Objective: Add 103 to each coordinate in the answers and rewrite the lines, requests included, starting at the first line and ending at the line that contains "(1011, 179)". Omit the pictures.

Rows:
(begin)

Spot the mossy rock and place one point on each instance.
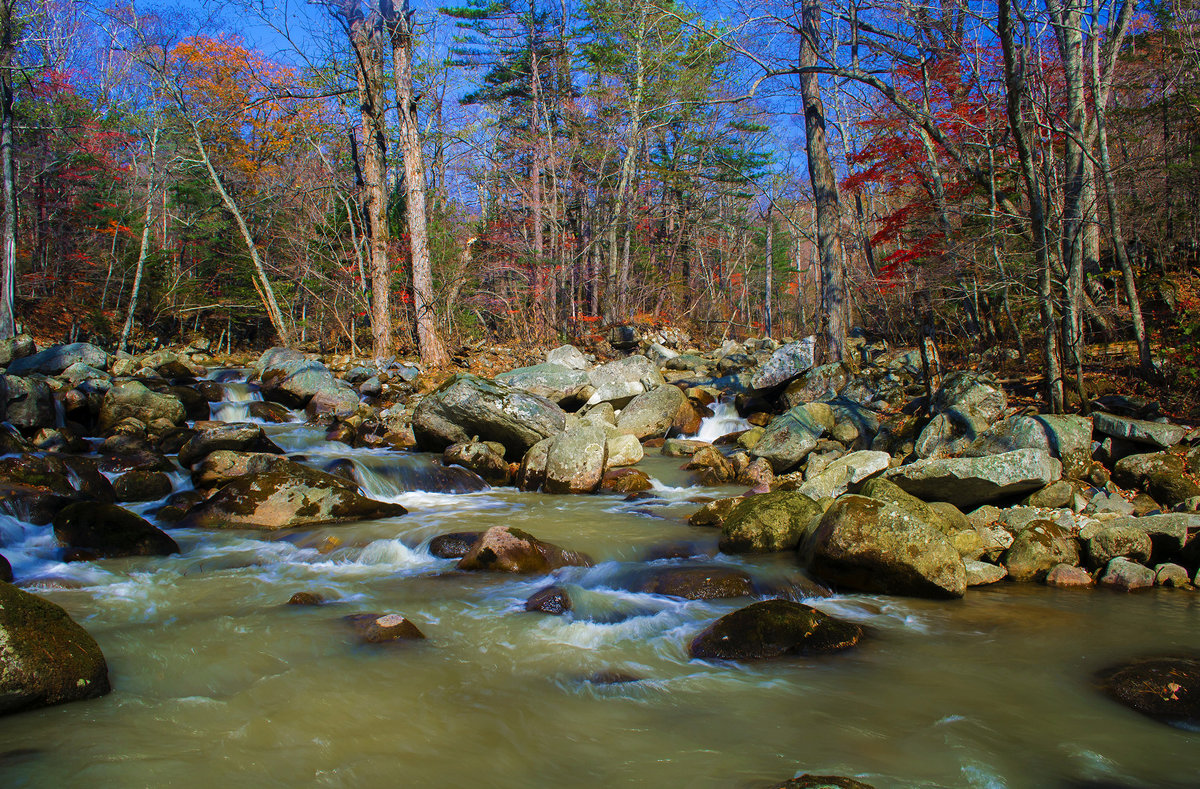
(45, 656)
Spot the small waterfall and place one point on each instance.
(725, 420)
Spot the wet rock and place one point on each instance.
(768, 522)
(789, 439)
(47, 657)
(504, 549)
(467, 405)
(381, 628)
(142, 486)
(1164, 688)
(1069, 577)
(557, 383)
(785, 363)
(714, 513)
(103, 530)
(292, 495)
(575, 461)
(1037, 548)
(551, 600)
(235, 437)
(773, 628)
(969, 482)
(454, 544)
(876, 546)
(653, 413)
(1127, 576)
(481, 458)
(697, 583)
(57, 359)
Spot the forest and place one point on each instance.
(1011, 179)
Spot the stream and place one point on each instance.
(219, 682)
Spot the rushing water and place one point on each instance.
(217, 682)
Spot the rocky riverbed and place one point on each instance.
(735, 511)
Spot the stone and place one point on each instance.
(789, 439)
(1164, 688)
(1069, 577)
(773, 628)
(57, 359)
(768, 522)
(1037, 548)
(875, 546)
(131, 398)
(381, 628)
(564, 385)
(786, 363)
(467, 405)
(969, 482)
(652, 414)
(511, 550)
(575, 461)
(45, 656)
(1127, 576)
(94, 530)
(291, 495)
(1157, 434)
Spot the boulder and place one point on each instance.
(877, 547)
(131, 398)
(564, 385)
(1037, 548)
(789, 439)
(467, 405)
(105, 530)
(652, 414)
(969, 482)
(292, 495)
(622, 380)
(785, 363)
(1164, 688)
(511, 550)
(57, 359)
(45, 656)
(773, 628)
(768, 522)
(575, 461)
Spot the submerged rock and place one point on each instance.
(773, 628)
(45, 656)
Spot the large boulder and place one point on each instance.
(622, 380)
(652, 414)
(45, 656)
(789, 439)
(131, 398)
(575, 461)
(785, 363)
(292, 495)
(96, 530)
(511, 550)
(970, 482)
(564, 385)
(773, 628)
(57, 359)
(467, 407)
(768, 522)
(876, 546)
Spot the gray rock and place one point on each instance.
(785, 363)
(564, 385)
(468, 405)
(57, 359)
(969, 482)
(1158, 434)
(877, 547)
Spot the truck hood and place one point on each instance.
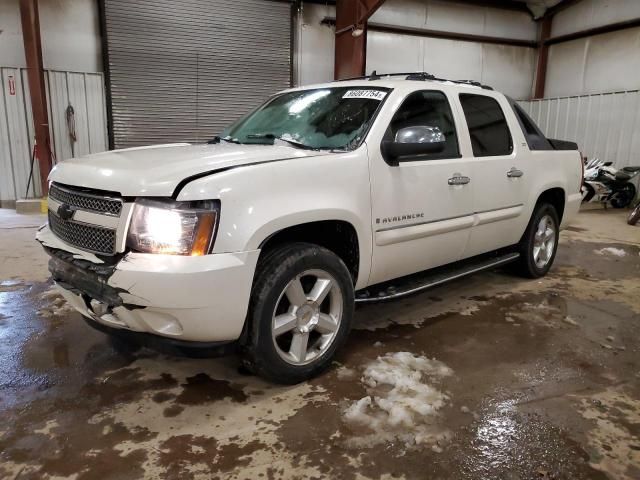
(156, 171)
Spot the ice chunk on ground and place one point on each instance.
(618, 252)
(58, 307)
(402, 402)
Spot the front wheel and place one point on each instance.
(300, 312)
(539, 243)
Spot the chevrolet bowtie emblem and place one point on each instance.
(65, 211)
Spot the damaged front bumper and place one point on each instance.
(192, 299)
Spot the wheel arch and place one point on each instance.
(556, 196)
(338, 236)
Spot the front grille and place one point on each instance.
(86, 237)
(86, 201)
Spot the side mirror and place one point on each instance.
(412, 141)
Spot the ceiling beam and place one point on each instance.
(612, 27)
(351, 36)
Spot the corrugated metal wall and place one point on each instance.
(84, 91)
(182, 71)
(605, 125)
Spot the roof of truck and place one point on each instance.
(397, 80)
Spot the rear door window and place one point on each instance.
(490, 135)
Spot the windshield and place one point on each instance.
(326, 118)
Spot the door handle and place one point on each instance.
(458, 179)
(514, 173)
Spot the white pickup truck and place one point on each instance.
(325, 196)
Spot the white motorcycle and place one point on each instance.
(605, 184)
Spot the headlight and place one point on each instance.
(176, 228)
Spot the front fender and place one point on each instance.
(258, 201)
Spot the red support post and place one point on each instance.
(35, 74)
(543, 55)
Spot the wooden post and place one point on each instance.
(350, 48)
(35, 74)
(543, 55)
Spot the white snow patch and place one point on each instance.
(618, 252)
(400, 405)
(345, 373)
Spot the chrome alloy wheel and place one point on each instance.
(307, 317)
(544, 242)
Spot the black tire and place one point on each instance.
(274, 272)
(526, 265)
(634, 216)
(624, 197)
(590, 193)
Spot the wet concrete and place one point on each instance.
(545, 383)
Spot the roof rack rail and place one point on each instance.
(420, 76)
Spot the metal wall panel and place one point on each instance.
(182, 71)
(17, 131)
(506, 68)
(85, 91)
(605, 125)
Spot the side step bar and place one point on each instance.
(429, 279)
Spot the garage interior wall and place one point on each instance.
(598, 64)
(507, 68)
(183, 71)
(606, 126)
(72, 57)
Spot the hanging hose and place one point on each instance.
(71, 128)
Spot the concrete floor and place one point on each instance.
(539, 379)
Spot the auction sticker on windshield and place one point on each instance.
(371, 94)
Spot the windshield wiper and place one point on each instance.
(227, 139)
(271, 136)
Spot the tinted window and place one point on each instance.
(488, 128)
(429, 109)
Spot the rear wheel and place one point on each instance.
(624, 196)
(539, 243)
(634, 216)
(300, 312)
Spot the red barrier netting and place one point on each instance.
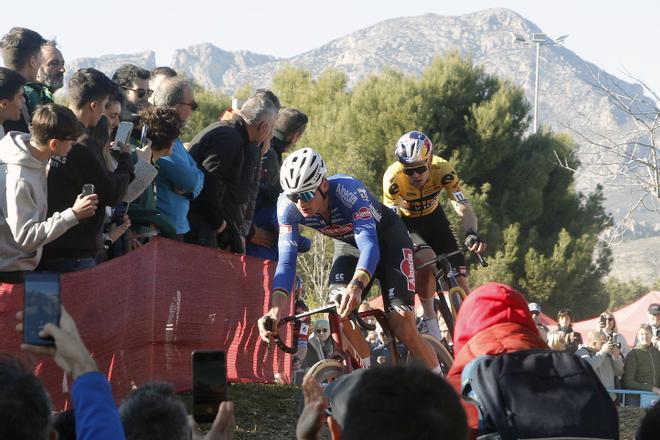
(143, 314)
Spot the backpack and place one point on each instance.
(539, 394)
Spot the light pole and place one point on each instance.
(539, 40)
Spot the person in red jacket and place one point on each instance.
(494, 319)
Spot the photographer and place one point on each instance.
(573, 339)
(604, 356)
(608, 328)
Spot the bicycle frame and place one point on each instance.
(342, 351)
(445, 276)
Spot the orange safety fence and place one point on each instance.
(141, 316)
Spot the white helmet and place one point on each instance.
(302, 170)
(413, 147)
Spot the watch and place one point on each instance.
(357, 283)
(107, 241)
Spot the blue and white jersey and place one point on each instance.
(356, 218)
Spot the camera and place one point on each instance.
(611, 340)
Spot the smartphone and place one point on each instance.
(123, 134)
(209, 384)
(144, 134)
(88, 189)
(41, 305)
(118, 213)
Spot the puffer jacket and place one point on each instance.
(494, 319)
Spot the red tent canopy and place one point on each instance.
(628, 318)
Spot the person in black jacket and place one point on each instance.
(78, 247)
(229, 154)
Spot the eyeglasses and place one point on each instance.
(305, 196)
(193, 105)
(140, 92)
(418, 170)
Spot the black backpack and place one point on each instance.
(539, 394)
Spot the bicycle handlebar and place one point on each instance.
(268, 325)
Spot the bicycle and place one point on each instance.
(344, 358)
(445, 281)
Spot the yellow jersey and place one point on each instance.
(398, 193)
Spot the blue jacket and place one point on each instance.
(178, 171)
(96, 415)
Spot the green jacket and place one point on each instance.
(641, 371)
(36, 94)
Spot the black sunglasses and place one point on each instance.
(418, 170)
(140, 92)
(193, 105)
(305, 196)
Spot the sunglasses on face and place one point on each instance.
(193, 105)
(305, 196)
(141, 92)
(417, 170)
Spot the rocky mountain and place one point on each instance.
(567, 98)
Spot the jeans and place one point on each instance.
(63, 265)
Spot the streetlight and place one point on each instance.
(540, 40)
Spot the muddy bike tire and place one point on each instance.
(326, 370)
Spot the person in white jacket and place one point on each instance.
(604, 357)
(24, 228)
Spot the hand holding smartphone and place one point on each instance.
(123, 135)
(209, 384)
(88, 189)
(41, 305)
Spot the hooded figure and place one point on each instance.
(24, 225)
(494, 319)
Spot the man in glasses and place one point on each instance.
(412, 187)
(134, 84)
(229, 152)
(340, 207)
(21, 51)
(50, 77)
(179, 180)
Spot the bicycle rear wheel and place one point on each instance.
(441, 353)
(326, 370)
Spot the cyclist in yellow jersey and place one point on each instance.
(412, 187)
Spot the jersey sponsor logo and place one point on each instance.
(460, 198)
(348, 197)
(374, 212)
(447, 178)
(337, 230)
(407, 268)
(362, 214)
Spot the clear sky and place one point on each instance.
(617, 35)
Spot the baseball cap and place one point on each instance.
(339, 392)
(654, 309)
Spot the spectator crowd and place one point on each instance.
(74, 194)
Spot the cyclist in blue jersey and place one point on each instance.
(341, 208)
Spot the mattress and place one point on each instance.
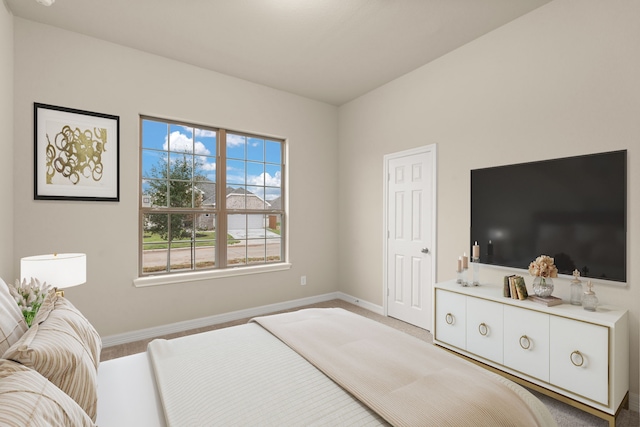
(329, 367)
(242, 376)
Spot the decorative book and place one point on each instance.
(514, 287)
(549, 301)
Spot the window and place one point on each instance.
(210, 198)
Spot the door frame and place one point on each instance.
(385, 223)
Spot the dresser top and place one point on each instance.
(605, 315)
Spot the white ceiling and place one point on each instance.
(329, 50)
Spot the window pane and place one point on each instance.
(255, 149)
(237, 226)
(237, 253)
(205, 142)
(205, 168)
(256, 249)
(236, 198)
(154, 134)
(155, 192)
(255, 197)
(154, 243)
(235, 172)
(273, 174)
(273, 198)
(236, 146)
(205, 194)
(205, 243)
(154, 164)
(255, 173)
(180, 194)
(179, 167)
(274, 151)
(180, 139)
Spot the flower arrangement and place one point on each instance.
(29, 297)
(543, 266)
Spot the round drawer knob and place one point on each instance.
(577, 358)
(483, 329)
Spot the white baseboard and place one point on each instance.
(634, 402)
(204, 322)
(362, 303)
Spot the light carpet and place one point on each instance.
(565, 415)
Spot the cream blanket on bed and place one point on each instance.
(407, 381)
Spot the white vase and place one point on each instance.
(542, 286)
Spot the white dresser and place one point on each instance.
(563, 351)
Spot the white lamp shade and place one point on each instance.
(58, 270)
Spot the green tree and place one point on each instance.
(173, 186)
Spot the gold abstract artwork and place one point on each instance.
(76, 154)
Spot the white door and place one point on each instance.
(410, 235)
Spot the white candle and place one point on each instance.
(476, 250)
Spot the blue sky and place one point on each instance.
(252, 161)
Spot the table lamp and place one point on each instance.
(58, 270)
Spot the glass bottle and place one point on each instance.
(576, 289)
(590, 301)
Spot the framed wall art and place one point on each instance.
(76, 154)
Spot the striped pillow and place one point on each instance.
(63, 347)
(12, 324)
(29, 399)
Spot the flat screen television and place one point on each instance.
(573, 209)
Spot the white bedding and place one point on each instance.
(127, 394)
(242, 375)
(255, 380)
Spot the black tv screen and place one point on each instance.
(573, 209)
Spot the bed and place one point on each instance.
(309, 367)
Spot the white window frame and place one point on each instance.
(220, 212)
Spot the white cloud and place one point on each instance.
(182, 143)
(265, 179)
(234, 140)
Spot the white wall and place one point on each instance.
(6, 144)
(62, 68)
(560, 81)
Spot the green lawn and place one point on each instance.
(203, 238)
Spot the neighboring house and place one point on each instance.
(237, 198)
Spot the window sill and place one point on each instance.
(193, 276)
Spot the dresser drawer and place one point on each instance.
(579, 358)
(485, 329)
(526, 342)
(450, 318)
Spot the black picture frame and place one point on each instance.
(76, 154)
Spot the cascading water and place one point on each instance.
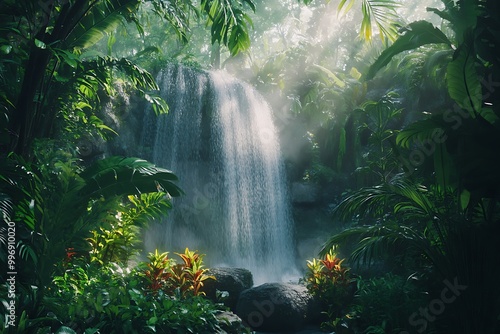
(219, 139)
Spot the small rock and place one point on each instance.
(232, 280)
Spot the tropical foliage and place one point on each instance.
(63, 202)
(331, 285)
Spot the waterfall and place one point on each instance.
(219, 139)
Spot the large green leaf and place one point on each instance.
(115, 176)
(463, 82)
(102, 18)
(416, 34)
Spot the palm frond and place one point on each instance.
(416, 34)
(463, 82)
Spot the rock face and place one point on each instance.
(276, 307)
(232, 280)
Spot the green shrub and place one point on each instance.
(331, 284)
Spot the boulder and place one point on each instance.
(231, 280)
(277, 307)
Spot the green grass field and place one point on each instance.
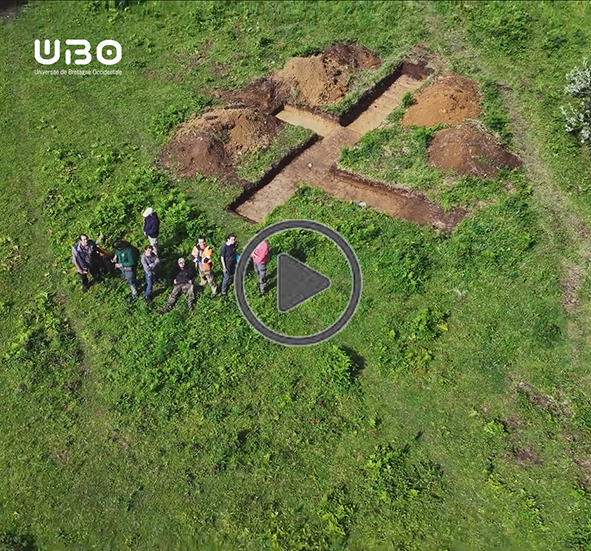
(453, 412)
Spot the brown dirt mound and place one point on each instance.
(210, 143)
(321, 79)
(450, 100)
(469, 152)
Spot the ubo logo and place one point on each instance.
(81, 52)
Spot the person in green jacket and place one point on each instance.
(125, 258)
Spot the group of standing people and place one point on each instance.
(89, 257)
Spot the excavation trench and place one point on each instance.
(315, 165)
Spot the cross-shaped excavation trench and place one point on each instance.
(316, 165)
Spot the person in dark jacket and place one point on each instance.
(229, 259)
(151, 227)
(149, 261)
(86, 259)
(126, 257)
(183, 277)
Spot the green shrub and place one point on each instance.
(578, 117)
(336, 371)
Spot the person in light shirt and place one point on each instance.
(260, 258)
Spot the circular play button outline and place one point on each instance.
(347, 314)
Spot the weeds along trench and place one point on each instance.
(293, 100)
(314, 163)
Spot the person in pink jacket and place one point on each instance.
(260, 257)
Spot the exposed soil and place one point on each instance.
(325, 78)
(316, 80)
(316, 166)
(451, 99)
(470, 152)
(210, 143)
(547, 403)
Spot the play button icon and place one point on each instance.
(297, 283)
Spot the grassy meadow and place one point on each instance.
(454, 410)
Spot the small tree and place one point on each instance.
(578, 117)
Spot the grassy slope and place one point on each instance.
(123, 429)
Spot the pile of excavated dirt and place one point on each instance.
(210, 143)
(470, 152)
(316, 80)
(450, 100)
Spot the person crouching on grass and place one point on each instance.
(150, 261)
(126, 257)
(203, 258)
(86, 258)
(183, 277)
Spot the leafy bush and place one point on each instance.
(161, 125)
(11, 541)
(410, 342)
(337, 513)
(336, 371)
(404, 489)
(578, 117)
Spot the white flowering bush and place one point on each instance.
(578, 116)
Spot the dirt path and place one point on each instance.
(315, 166)
(377, 112)
(293, 115)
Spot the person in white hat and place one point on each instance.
(151, 227)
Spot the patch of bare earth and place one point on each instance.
(322, 79)
(209, 144)
(470, 152)
(556, 408)
(451, 99)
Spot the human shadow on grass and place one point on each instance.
(357, 360)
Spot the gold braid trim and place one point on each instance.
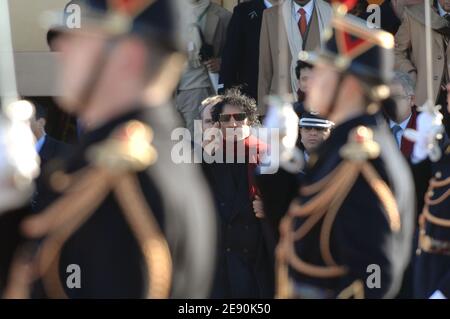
(70, 217)
(63, 218)
(283, 285)
(436, 184)
(319, 185)
(355, 290)
(325, 233)
(153, 245)
(330, 193)
(384, 195)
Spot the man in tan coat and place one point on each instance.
(287, 29)
(410, 49)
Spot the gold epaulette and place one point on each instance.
(129, 148)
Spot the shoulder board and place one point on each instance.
(128, 148)
(360, 145)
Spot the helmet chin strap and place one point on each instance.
(94, 77)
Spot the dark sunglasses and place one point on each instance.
(236, 116)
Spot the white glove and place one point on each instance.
(429, 130)
(437, 295)
(283, 122)
(19, 163)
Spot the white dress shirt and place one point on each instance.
(403, 126)
(309, 7)
(441, 10)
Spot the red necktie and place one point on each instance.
(302, 24)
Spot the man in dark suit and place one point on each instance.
(241, 53)
(48, 149)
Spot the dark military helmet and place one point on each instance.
(353, 48)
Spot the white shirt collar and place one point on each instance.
(442, 12)
(309, 7)
(403, 124)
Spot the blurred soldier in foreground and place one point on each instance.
(347, 232)
(125, 224)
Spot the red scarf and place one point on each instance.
(254, 149)
(407, 145)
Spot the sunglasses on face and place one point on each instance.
(237, 117)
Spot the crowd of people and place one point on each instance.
(139, 225)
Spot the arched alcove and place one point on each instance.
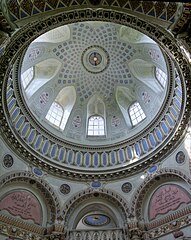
(43, 72)
(163, 194)
(29, 199)
(145, 72)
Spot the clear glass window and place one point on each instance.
(161, 77)
(27, 76)
(55, 114)
(136, 113)
(96, 126)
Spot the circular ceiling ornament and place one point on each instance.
(38, 172)
(95, 59)
(65, 189)
(8, 161)
(126, 187)
(96, 220)
(180, 157)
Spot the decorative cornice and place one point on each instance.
(151, 180)
(44, 188)
(30, 32)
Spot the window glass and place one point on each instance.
(27, 76)
(96, 126)
(136, 113)
(161, 77)
(55, 114)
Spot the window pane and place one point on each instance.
(55, 114)
(96, 126)
(136, 113)
(27, 76)
(161, 76)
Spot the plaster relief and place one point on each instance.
(167, 198)
(23, 204)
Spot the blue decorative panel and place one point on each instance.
(95, 160)
(70, 157)
(174, 112)
(121, 155)
(38, 142)
(31, 136)
(25, 130)
(129, 153)
(19, 122)
(45, 147)
(158, 134)
(53, 151)
(177, 103)
(61, 154)
(112, 158)
(152, 140)
(164, 128)
(170, 121)
(138, 149)
(104, 158)
(11, 104)
(79, 158)
(145, 145)
(87, 159)
(15, 113)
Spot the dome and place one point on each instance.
(94, 97)
(94, 83)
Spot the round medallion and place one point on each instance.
(127, 187)
(96, 220)
(96, 184)
(95, 59)
(180, 157)
(64, 188)
(8, 161)
(38, 172)
(152, 169)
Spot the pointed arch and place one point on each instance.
(96, 117)
(136, 113)
(61, 108)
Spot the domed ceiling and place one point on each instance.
(93, 98)
(94, 83)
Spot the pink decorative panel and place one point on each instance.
(167, 198)
(23, 204)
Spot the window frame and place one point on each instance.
(104, 129)
(136, 117)
(25, 86)
(53, 123)
(162, 81)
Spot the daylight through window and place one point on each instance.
(96, 126)
(136, 113)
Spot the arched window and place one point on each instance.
(161, 77)
(27, 76)
(136, 113)
(55, 115)
(96, 126)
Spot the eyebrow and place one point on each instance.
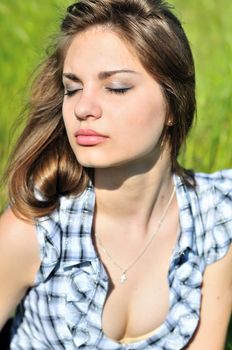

(end)

Exercise output:
Spot the mossy rock and place one point on each instance.
(148, 759)
Spot the small waterfall and place one point on each instance.
(828, 523)
Spot the wet rock and place one point on each instance.
(871, 625)
(892, 542)
(150, 760)
(607, 652)
(570, 508)
(484, 731)
(245, 589)
(1267, 791)
(1172, 680)
(660, 486)
(888, 466)
(817, 616)
(206, 633)
(395, 598)
(678, 564)
(1140, 651)
(654, 703)
(338, 540)
(876, 731)
(1072, 585)
(557, 647)
(979, 649)
(756, 516)
(1230, 679)
(584, 561)
(800, 686)
(160, 462)
Spot the forest and place one point on each instance.
(1114, 282)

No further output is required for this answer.